• Exercise task
Render every line of the items below as a JSON list of strings, one string per line, with blank lines omitted. Leave the pictures out of the list.

• Supplied information
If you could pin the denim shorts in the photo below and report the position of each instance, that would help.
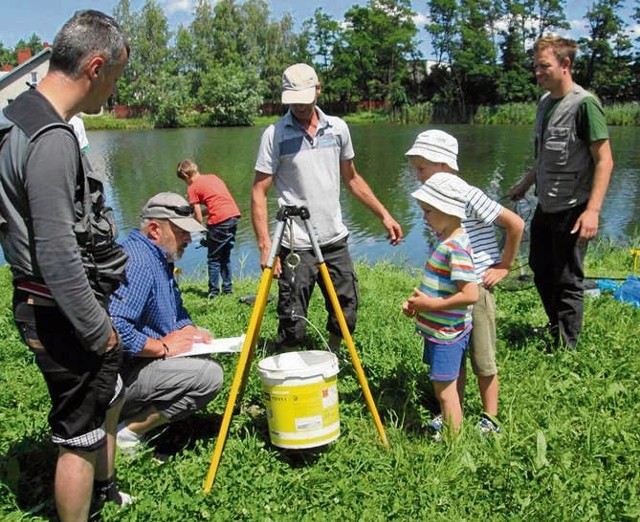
(82, 385)
(445, 360)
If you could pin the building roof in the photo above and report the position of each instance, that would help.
(20, 70)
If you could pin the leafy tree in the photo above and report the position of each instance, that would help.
(443, 27)
(475, 58)
(34, 44)
(7, 56)
(230, 95)
(129, 24)
(516, 82)
(606, 68)
(374, 49)
(203, 36)
(324, 32)
(551, 15)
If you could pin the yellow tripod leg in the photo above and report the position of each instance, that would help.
(352, 351)
(244, 364)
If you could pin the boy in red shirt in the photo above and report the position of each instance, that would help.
(222, 221)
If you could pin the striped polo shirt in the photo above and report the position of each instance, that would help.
(482, 213)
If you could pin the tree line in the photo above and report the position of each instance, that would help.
(226, 64)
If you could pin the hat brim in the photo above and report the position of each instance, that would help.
(303, 96)
(433, 156)
(188, 224)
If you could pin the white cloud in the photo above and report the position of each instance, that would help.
(420, 20)
(176, 6)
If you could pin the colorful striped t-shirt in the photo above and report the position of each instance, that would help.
(450, 261)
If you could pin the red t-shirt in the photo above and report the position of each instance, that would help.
(210, 190)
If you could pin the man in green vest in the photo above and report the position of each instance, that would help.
(571, 172)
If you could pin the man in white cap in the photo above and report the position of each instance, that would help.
(154, 326)
(304, 155)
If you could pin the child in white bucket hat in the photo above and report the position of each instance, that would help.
(435, 151)
(442, 303)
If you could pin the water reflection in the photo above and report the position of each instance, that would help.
(139, 164)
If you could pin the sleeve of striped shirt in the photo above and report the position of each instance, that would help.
(482, 207)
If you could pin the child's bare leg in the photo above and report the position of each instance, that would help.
(447, 394)
(461, 382)
(488, 387)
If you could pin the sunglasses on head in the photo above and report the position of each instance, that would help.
(181, 210)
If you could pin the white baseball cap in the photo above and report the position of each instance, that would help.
(437, 146)
(299, 84)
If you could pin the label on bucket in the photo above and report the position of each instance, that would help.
(303, 416)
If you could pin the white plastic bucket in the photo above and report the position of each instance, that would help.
(301, 398)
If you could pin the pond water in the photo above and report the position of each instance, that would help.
(139, 164)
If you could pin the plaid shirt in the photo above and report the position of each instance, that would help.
(149, 304)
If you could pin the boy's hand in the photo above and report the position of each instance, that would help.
(419, 302)
(407, 310)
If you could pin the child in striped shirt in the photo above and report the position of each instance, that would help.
(442, 304)
(435, 153)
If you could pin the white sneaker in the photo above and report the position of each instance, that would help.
(127, 442)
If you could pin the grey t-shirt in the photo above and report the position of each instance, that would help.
(48, 198)
(306, 172)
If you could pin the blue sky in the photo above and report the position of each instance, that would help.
(20, 19)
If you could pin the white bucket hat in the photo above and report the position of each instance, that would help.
(446, 192)
(299, 84)
(437, 146)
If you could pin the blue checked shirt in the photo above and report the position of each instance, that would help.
(149, 303)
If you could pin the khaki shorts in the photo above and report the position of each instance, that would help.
(482, 345)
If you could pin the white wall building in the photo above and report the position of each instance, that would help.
(24, 75)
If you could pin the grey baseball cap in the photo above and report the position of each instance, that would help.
(172, 207)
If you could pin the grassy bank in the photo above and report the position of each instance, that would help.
(570, 446)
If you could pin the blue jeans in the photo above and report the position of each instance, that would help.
(221, 240)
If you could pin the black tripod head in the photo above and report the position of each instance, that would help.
(289, 211)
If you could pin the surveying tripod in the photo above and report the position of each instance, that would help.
(285, 214)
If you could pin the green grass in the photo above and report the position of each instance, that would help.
(570, 448)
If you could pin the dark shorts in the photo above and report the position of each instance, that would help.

• Written response
[
  "If you could pin the denim shorts in the photo below and report the position of each instance, that would help.",
  "(82, 385)",
  "(445, 360)",
  "If you could pin the building roof in the photo above and report the position of each instance, that would help.",
  "(20, 70)",
  "If you could pin the leafy tree in the photo above and report the position of each instance, that would help.",
  "(443, 27)",
  "(475, 58)",
  "(34, 44)",
  "(7, 56)",
  "(230, 95)",
  "(129, 24)",
  "(516, 82)",
  "(606, 68)",
  "(374, 49)",
  "(203, 36)",
  "(324, 32)",
  "(551, 15)",
  "If you could pin the yellow tripod leg in the photo above and report the position of each instance, that would help.",
  "(352, 351)",
  "(244, 364)",
  "If you could pin the boy in red shirt in the photo above and report the position of each instance, that would help.",
  "(222, 221)",
  "If you could pin the striped polo shirt in the photo above and report the position of each instance, that would help.",
  "(482, 213)",
  "If you could pin the tree line in the photo above and report the position of each instance, that would help.",
  "(226, 64)",
  "If you could pin the hat brim in the photo above and report the position of each instance, that would help.",
  "(303, 96)",
  "(433, 156)",
  "(188, 224)",
  "If you could pin the white cloud in the photo above and report the position of each instance, that would help.",
  "(420, 20)",
  "(176, 6)",
  "If you could pin the colorful striped t-shirt in the photo above and report the position of each instance, that would help.",
  "(450, 261)",
  "If you could pin the red t-shirt in the photo above and report the position of each instance, that would help.",
  "(210, 190)",
  "If you could pin the man in green vest in the photo above and report the position of each instance, that would help.",
  "(571, 172)",
  "If you could pin the man in white cap in the photo above and report the position of each instance, that would help.",
  "(154, 326)",
  "(304, 155)",
  "If you could pin the child in white bucket hat in the photo above and report the position of each instance, that would help.",
  "(435, 151)",
  "(442, 303)",
  "If you could pin the water reflection in the photo above and report the position of each instance, that would help.",
  "(139, 164)",
  "If you could pin the sleeve of striped shirt in the photo above and report the position of each instance, that would help.",
  "(482, 207)",
  "If you could pin the child's bare leg in the photo above and report the position of each instance, that would help.",
  "(447, 394)",
  "(461, 382)",
  "(488, 387)",
  "If you could pin the sunglasses on head in the photo above and report the position of each instance, that would help.",
  "(181, 210)",
  "If you could pin the white baseball cap in the photo above and report the position of each instance, that would help.",
  "(437, 146)",
  "(299, 84)",
  "If you could pin the label on bucket in the photo above and report the position of each instance, that would help.",
  "(303, 416)",
  "If you could pin the white plastic bucket in the photo above and report the position of each instance, that would help.",
  "(301, 398)",
  "If you could pin the pond water in the photo above and report the position of each instance, that would help.",
  "(139, 164)",
  "If you could pin the plaid shirt in the photo above and report the position of each instance, that would help.",
  "(149, 304)",
  "If you could pin the boy's hand in the photo above and report the position of each instance, that would help.",
  "(419, 302)",
  "(407, 310)",
  "If you could pin the child in striped shirt in the photo above and report the position of each instance, that would help.",
  "(442, 304)",
  "(435, 153)",
  "If you could pin the white sneaker in the photo above and report the position of each instance, that would help.",
  "(127, 442)",
  "If you could pin the grey t-shirt in the photo above and report the position of each instance, that would help.",
  "(48, 198)",
  "(306, 172)",
  "If you could pin the blue sky in the photo above and report the position of each instance, that would help.",
  "(20, 19)",
  "If you could pin the white bucket hat in the photo above and report the position of each instance, that would help.",
  "(446, 192)",
  "(299, 84)",
  "(437, 146)",
  "If you could pin the blue checked shirt in the photo above and report the position of each instance, that would help.",
  "(149, 303)",
  "If you could pin the khaki shorts in the photo above and report the position of each instance, that would help.",
  "(482, 345)",
  "If you could pin the white wall building in the photo above and report the position of each instance, that would help.",
  "(24, 75)",
  "If you could pin the grey baseball cap in the photo above and report the position of each instance, that would help.",
  "(172, 207)",
  "If you could pin the grassy bank in the photo above and report the position of each instance, that would help.",
  "(570, 446)",
  "If you could pin the blue jeans in the photo above and report the position of each instance, that would help.",
  "(221, 240)",
  "If you could pin the black tripod head in the photo above and report the position of each instance, that would help.",
  "(289, 211)",
  "If you could pin the surveying tripod in the photo above and report the position of each instance, that would help.",
  "(285, 214)",
  "If you could pin the green grass in the photo above and report the position of each instance, that would help.",
  "(570, 448)",
  "If you could pin the dark shorts in the photo above and report the position of each instance, that would help."
]